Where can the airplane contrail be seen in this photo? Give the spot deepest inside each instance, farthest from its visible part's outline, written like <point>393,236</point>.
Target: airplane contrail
-=-=-=-=-
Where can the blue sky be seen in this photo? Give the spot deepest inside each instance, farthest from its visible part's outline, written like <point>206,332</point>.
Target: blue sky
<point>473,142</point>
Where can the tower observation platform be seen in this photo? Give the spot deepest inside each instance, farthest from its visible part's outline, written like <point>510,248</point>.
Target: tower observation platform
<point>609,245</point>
-=-=-=-=-
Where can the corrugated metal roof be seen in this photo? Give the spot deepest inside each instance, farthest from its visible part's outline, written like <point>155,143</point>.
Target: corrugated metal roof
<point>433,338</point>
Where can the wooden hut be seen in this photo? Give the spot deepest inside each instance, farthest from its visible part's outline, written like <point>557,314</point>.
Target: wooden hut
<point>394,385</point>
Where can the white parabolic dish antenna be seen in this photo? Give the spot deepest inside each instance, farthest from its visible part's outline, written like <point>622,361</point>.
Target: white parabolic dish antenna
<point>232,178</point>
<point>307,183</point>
-=-=-=-=-
What you are asked to do ▸ Copy out the items that start with the line containing "Where can the white" and end with the line containing "<point>307,183</point>", including both of those lines.

Solution ▸
Where can the white parabolic dish antenna be seen in this photo? Give the spot deepest inside each instance, farthest from its visible part's outline, written like <point>622,361</point>.
Target: white parabolic dish antenna
<point>232,178</point>
<point>307,183</point>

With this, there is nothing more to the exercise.